§ Records for this exercise:
____

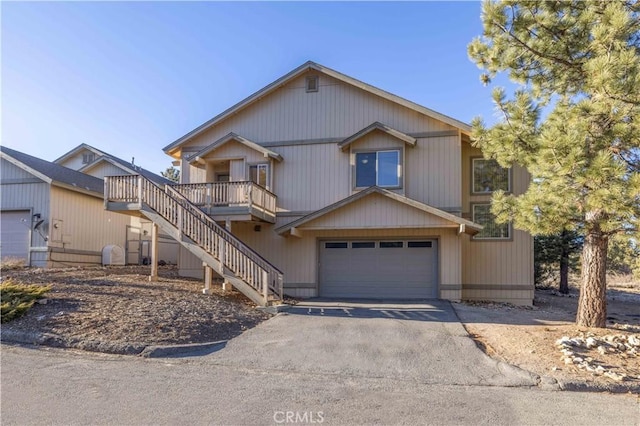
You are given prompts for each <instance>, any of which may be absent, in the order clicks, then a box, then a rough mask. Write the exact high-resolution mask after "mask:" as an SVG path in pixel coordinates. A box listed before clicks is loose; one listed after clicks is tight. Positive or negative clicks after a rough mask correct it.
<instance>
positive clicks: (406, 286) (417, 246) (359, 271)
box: [320, 240, 438, 299]
mask: <svg viewBox="0 0 640 426" xmlns="http://www.w3.org/2000/svg"><path fill="white" fill-rule="evenodd" d="M320 296H321V297H337V298H376V299H427V298H436V297H438V248H437V241H436V240H379V241H366V240H350V241H347V240H343V241H338V240H335V241H321V242H320Z"/></svg>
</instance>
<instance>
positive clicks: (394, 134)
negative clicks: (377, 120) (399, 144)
mask: <svg viewBox="0 0 640 426" xmlns="http://www.w3.org/2000/svg"><path fill="white" fill-rule="evenodd" d="M375 131H381V132H384V133H386V134H388V135H389V136H392V137H394V138H396V139H398V140H400V141H402V142H404V143H406V144H407V145H410V146H416V143H417V142H418V140H417V139H416V138H414V137H412V136H409V135H407V134H406V133H403V132H401V131H399V130H396V129H394V128H391V127H389V126H387V125H386V124H382V123H380V122H379V121H376V122H375V123H371V124H370V125H368V126H367V127H365V128H364V129H362V130H360V131H359V132H357V133H355V134H353V135H351V136H349V137H348V138H346V139H345V140H343V141H342V142H340V143H338V147H340V149H341V150H342V151H346V150H347V149H348V148H349V146H350V145H351V144H352V143H354V142H355V141H357V140H358V139H361V138H363V137H364V136H366V135H368V134H369V133H371V132H375Z"/></svg>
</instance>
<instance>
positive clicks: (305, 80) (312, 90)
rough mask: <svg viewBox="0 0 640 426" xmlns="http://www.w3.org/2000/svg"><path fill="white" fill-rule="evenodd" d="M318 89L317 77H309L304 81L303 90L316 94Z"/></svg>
mask: <svg viewBox="0 0 640 426" xmlns="http://www.w3.org/2000/svg"><path fill="white" fill-rule="evenodd" d="M318 87H319V79H318V76H317V75H310V76H309V77H307V78H306V79H305V88H306V90H307V93H308V92H317V91H318Z"/></svg>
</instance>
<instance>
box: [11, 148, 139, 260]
mask: <svg viewBox="0 0 640 426" xmlns="http://www.w3.org/2000/svg"><path fill="white" fill-rule="evenodd" d="M0 158H1V170H0V173H1V177H0V191H1V199H0V209H1V211H0V234H1V235H0V257H1V258H3V259H5V258H17V259H23V260H24V261H25V263H26V264H27V265H29V266H37V267H45V268H46V267H62V266H72V265H86V264H100V263H102V254H103V253H102V252H103V249H104V248H105V247H107V246H112V245H116V246H119V247H120V249H114V248H113V247H112V250H107V251H108V252H109V253H110V254H111V255H112V256H110V257H111V259H110V261H112V260H115V261H118V259H116V258H117V257H119V259H120V261H124V252H123V251H122V247H123V245H124V237H125V230H126V227H127V226H128V225H129V223H130V218H129V217H128V216H125V215H121V214H117V213H112V212H108V211H106V210H105V209H104V199H103V190H104V183H103V181H102V180H101V179H98V178H95V177H93V176H89V175H86V174H83V173H80V172H77V171H75V170H71V169H68V168H66V167H62V166H60V165H58V164H55V163H51V162H49V161H45V160H42V159H39V158H36V157H32V156H30V155H27V154H24V153H22V152H19V151H16V150H13V149H10V148H7V147H4V146H3V147H0ZM118 252H119V256H116V254H118Z"/></svg>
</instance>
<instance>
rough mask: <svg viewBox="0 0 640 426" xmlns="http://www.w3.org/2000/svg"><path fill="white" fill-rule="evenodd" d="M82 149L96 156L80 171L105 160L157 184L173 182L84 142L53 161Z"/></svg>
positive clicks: (120, 168) (172, 183) (64, 157)
mask: <svg viewBox="0 0 640 426" xmlns="http://www.w3.org/2000/svg"><path fill="white" fill-rule="evenodd" d="M82 150H89V151H91V152H93V153H94V154H96V156H97V158H96V159H95V160H94V161H92V162H91V163H89V164H87V165H85V166H83V167H81V168H80V169H79V171H80V172H85V171H86V170H90V169H91V168H92V167H94V166H96V165H97V164H99V163H101V162H103V161H106V162H108V163H111V164H113V165H114V166H116V167H118V168H120V169H122V170H123V171H125V172H127V173H129V174H132V175H142V176H144V177H145V178H147V179H149V180H150V181H152V182H154V183H157V184H158V185H167V184H173V183H174V182H172V181H170V180H169V179H167V178H165V177H163V176H160V175H158V174H155V173H153V172H151V171H149V170H147V169H143V168H142V167H140V166H136V165H134V164H131V162H130V161H126V160H123V159H122V158H119V157H116V156H115V155H112V154H109V153H108V152H104V151H101V150H99V149H97V148H94V147H92V146H91V145H88V144H86V143H82V144H80V145H78V146H77V147H75V148H73V149H72V150H71V151H69V152H67V153H66V154H63V155H62V156H61V157H60V158H58V159H56V160H55V161H54V163H58V164H59V163H61V162H63V161H65V160H67V159H69V158H71V157H73V156H74V155H77V154H78V153H80V152H81V151H82Z"/></svg>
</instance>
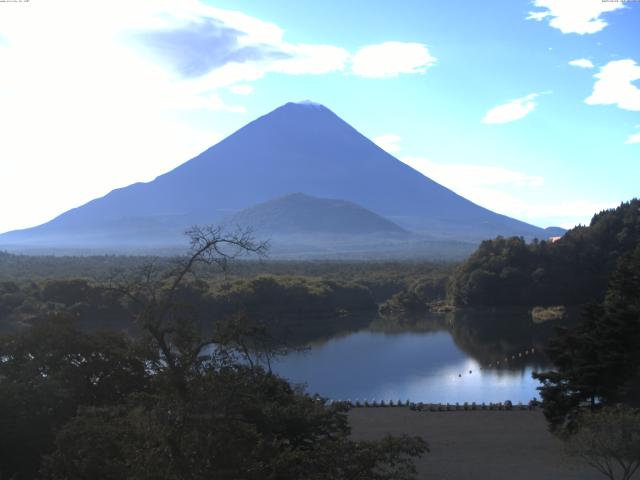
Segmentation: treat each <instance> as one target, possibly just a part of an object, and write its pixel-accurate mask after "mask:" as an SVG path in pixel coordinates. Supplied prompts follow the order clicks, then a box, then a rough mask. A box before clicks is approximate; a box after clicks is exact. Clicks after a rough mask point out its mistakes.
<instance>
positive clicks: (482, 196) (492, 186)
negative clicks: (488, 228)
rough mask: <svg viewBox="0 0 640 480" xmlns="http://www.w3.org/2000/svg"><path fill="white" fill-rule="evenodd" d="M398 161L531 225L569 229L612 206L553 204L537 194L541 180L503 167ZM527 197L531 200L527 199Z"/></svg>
mask: <svg viewBox="0 0 640 480" xmlns="http://www.w3.org/2000/svg"><path fill="white" fill-rule="evenodd" d="M400 160H402V161H403V162H404V163H406V164H407V165H409V166H410V167H412V168H414V169H415V170H417V171H419V172H420V173H422V174H423V175H426V176H427V177H429V178H431V179H433V180H435V181H436V182H438V183H440V184H441V185H444V186H445V187H447V188H449V189H451V190H453V191H454V192H456V193H458V194H459V195H462V196H463V197H465V198H467V199H469V200H471V201H472V202H474V203H476V204H478V205H481V206H483V207H485V208H488V209H490V210H493V211H494V212H498V213H502V214H504V215H508V216H510V217H513V218H517V219H520V220H524V221H526V222H530V223H533V224H534V225H540V226H551V225H555V226H561V227H565V228H571V227H573V226H575V225H577V224H578V223H583V224H586V223H588V222H589V221H590V219H591V217H592V216H593V214H594V213H596V212H599V211H601V210H604V209H606V208H611V207H614V206H615V204H614V203H611V204H609V203H603V202H593V201H589V200H580V199H578V200H572V201H553V199H549V198H548V197H546V196H543V195H541V194H540V193H538V192H539V190H538V189H540V188H542V187H543V186H544V178H543V177H541V176H539V175H531V174H528V173H525V172H520V171H517V170H510V169H507V168H503V167H497V166H493V165H473V164H443V163H437V162H433V161H431V160H429V159H427V158H423V157H402V158H400ZM514 192H517V193H514ZM531 195H533V198H535V200H534V201H530V200H529V199H528V197H530V196H531Z"/></svg>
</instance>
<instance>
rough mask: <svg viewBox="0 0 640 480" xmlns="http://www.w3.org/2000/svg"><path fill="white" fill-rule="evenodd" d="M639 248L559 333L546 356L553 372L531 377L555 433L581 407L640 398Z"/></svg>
mask: <svg viewBox="0 0 640 480" xmlns="http://www.w3.org/2000/svg"><path fill="white" fill-rule="evenodd" d="M638 292H640V246H638V247H637V248H636V249H635V251H634V252H633V253H631V254H628V255H625V256H624V257H622V258H621V259H620V261H619V266H618V268H617V270H616V271H615V272H614V273H613V274H612V276H611V280H610V282H609V289H608V290H607V294H606V297H605V301H604V303H603V304H602V305H601V306H592V307H589V308H587V309H585V313H584V316H583V319H582V321H581V322H580V323H579V324H578V325H576V326H575V327H573V328H571V329H567V328H565V329H563V330H561V331H560V332H559V335H558V336H557V337H556V338H555V339H553V340H552V341H551V342H550V344H549V348H548V354H549V356H550V358H551V360H552V361H553V363H554V365H555V367H556V368H555V370H554V371H551V372H543V373H539V374H536V375H534V376H535V377H536V378H538V379H539V380H540V381H541V382H542V386H541V387H540V394H541V396H542V399H543V403H544V411H545V415H546V416H547V419H548V420H549V422H550V424H551V427H552V428H553V429H556V430H557V429H560V428H563V427H567V428H569V429H571V428H573V426H574V420H575V418H576V415H577V414H578V412H579V410H580V407H581V405H582V404H584V403H585V402H588V404H590V405H591V406H592V407H596V406H597V405H613V404H616V403H617V402H632V403H637V402H638V400H640V396H639V393H640V392H638V386H637V384H638V378H639V373H640V372H639V367H638V365H640V351H638V345H639V344H640V295H639V294H638Z"/></svg>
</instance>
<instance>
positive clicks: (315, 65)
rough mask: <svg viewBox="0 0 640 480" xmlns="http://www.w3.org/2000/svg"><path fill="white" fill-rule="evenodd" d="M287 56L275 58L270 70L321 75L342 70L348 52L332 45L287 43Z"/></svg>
mask: <svg viewBox="0 0 640 480" xmlns="http://www.w3.org/2000/svg"><path fill="white" fill-rule="evenodd" d="M284 51H285V52H286V53H288V54H289V55H290V57H289V58H284V59H282V60H275V61H274V62H273V63H272V64H271V65H269V67H268V71H270V72H278V73H286V74H289V75H304V74H307V75H322V74H326V73H331V72H339V71H342V70H344V68H345V65H346V63H347V60H348V59H349V52H348V51H347V50H345V49H344V48H340V47H334V46H332V45H307V44H298V45H287V46H286V47H285V49H284Z"/></svg>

____

§ Exercise requirements: A verbatim copy of the records is expected, from their first line through the line with "positive clicks: (394, 134)", inclusive, with the pictures removed.

§ Solution to the exercise:
You are given prompts for each <instance>, any of which may be absent, in the order clicks, then a box, then a rough mask. Write the exact high-resolution mask after "mask:" as an SVG path in pixel coordinates. A box listed before clicks is loose; one listed after clicks is tight. Positive or negative clicks after a rough mask correct it.
<instance>
positive clicks: (406, 286) (417, 246) (359, 271)
box: [320, 240, 438, 299]
mask: <svg viewBox="0 0 640 426" xmlns="http://www.w3.org/2000/svg"><path fill="white" fill-rule="evenodd" d="M320 296H321V297H337V298H376V299H427V298H436V297H438V248H437V241H436V240H379V241H366V240H350V241H347V240H343V241H338V240H335V241H321V242H320Z"/></svg>
</instance>
<instance>
positive clicks: (394, 134)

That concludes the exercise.